*WHAT TO PRODUCE*: Word for word, transcribe the lines from the one containing "One point belongs to every instance of the alpine" through the end of the entries, both included, and nothing else.

*DATA SUPPLIED*:
☆ ☆ ☆ ☆ ☆
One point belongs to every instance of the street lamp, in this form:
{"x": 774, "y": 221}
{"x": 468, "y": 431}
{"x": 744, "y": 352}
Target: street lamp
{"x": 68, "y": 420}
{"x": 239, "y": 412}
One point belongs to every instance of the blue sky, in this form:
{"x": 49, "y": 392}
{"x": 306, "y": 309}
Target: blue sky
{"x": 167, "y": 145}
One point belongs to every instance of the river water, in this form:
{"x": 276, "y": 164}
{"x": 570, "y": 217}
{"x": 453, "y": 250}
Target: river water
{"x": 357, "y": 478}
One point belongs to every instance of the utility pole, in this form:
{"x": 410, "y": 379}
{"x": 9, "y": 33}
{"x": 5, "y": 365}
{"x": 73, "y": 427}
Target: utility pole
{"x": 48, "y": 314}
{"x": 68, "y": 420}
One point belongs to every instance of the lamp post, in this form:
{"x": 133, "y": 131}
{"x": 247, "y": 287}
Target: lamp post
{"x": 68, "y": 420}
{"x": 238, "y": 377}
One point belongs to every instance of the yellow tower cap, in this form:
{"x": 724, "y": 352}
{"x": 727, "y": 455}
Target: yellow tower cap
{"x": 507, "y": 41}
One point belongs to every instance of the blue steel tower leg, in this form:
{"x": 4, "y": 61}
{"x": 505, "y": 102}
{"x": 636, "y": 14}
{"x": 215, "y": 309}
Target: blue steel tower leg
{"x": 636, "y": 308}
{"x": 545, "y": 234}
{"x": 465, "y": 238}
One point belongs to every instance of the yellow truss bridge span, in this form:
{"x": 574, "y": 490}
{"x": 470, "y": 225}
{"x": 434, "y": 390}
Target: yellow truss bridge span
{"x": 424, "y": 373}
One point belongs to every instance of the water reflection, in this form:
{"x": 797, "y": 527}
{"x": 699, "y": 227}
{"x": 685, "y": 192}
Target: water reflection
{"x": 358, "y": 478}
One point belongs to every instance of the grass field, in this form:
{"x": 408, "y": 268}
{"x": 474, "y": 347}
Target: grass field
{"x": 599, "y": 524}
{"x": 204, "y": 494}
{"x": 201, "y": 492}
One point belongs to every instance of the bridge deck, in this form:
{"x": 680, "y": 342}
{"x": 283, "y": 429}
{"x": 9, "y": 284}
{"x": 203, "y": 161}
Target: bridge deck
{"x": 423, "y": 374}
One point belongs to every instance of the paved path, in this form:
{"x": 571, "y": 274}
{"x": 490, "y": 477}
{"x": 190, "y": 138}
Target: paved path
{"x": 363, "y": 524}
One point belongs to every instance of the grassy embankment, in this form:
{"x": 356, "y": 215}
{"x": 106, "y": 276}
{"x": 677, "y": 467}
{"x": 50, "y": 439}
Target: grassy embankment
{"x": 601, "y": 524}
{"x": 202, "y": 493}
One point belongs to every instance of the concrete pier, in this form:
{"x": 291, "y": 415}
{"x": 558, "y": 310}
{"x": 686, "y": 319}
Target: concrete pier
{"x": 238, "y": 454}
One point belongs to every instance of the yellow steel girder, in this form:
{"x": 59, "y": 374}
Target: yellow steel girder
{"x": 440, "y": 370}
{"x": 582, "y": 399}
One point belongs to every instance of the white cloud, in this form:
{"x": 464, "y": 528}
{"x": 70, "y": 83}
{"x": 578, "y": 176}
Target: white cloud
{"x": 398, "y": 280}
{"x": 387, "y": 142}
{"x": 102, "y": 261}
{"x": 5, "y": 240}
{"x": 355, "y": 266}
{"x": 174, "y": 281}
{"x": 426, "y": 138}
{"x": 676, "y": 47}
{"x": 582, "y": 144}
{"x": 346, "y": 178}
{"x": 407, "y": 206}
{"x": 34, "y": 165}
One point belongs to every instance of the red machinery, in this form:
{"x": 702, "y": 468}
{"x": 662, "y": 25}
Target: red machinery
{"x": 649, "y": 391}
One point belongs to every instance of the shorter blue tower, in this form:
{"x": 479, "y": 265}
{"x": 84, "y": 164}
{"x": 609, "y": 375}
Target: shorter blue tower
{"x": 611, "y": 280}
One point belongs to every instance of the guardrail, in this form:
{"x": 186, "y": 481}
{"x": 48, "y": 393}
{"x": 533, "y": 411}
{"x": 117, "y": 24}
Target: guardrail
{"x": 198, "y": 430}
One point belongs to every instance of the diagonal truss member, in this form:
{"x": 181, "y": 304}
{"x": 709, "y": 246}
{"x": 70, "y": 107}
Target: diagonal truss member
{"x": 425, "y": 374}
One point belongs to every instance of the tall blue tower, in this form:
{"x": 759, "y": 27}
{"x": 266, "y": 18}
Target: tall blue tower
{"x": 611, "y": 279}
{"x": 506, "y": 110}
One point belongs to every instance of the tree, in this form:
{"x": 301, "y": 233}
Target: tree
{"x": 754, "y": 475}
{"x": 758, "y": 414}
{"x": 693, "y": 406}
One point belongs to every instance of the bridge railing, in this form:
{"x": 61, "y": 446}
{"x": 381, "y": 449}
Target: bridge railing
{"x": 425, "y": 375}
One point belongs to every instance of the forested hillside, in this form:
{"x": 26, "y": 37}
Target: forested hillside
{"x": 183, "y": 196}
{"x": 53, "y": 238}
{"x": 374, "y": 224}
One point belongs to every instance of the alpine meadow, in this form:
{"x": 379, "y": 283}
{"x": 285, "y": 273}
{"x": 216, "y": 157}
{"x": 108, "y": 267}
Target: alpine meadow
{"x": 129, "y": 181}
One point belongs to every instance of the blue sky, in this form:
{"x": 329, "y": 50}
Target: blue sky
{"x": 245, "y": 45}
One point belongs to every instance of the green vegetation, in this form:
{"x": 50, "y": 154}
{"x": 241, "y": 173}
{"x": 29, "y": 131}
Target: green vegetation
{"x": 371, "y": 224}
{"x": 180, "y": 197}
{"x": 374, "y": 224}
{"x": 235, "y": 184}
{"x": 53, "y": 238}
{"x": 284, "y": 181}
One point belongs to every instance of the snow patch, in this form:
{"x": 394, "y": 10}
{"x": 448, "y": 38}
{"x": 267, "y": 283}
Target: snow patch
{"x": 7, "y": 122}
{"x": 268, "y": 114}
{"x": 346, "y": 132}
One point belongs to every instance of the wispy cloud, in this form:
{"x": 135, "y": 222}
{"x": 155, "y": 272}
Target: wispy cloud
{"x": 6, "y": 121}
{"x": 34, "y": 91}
☆ ☆ ☆ ☆ ☆
*ANSWER TO THE TASK*:
One point belongs to every instance of the alpine meadow, in this form:
{"x": 379, "y": 283}
{"x": 285, "y": 273}
{"x": 216, "y": 157}
{"x": 108, "y": 267}
Target: alpine meadow
{"x": 129, "y": 181}
One point belongs to every instance of the blue sky, in this form:
{"x": 329, "y": 50}
Target: blue sky
{"x": 245, "y": 45}
One point belongs to every instance of the green vegetation, in this form:
{"x": 50, "y": 154}
{"x": 241, "y": 173}
{"x": 29, "y": 131}
Target: green vegetation
{"x": 371, "y": 224}
{"x": 180, "y": 197}
{"x": 374, "y": 224}
{"x": 235, "y": 184}
{"x": 53, "y": 238}
{"x": 284, "y": 181}
One point belongs to every instance of the snow patch, in this form:
{"x": 394, "y": 10}
{"x": 448, "y": 38}
{"x": 267, "y": 283}
Target: snow patch
{"x": 7, "y": 122}
{"x": 268, "y": 114}
{"x": 346, "y": 132}
One point belongs to every instance of the wispy cloud, in this form:
{"x": 135, "y": 222}
{"x": 155, "y": 272}
Target: wispy cloud
{"x": 6, "y": 121}
{"x": 34, "y": 91}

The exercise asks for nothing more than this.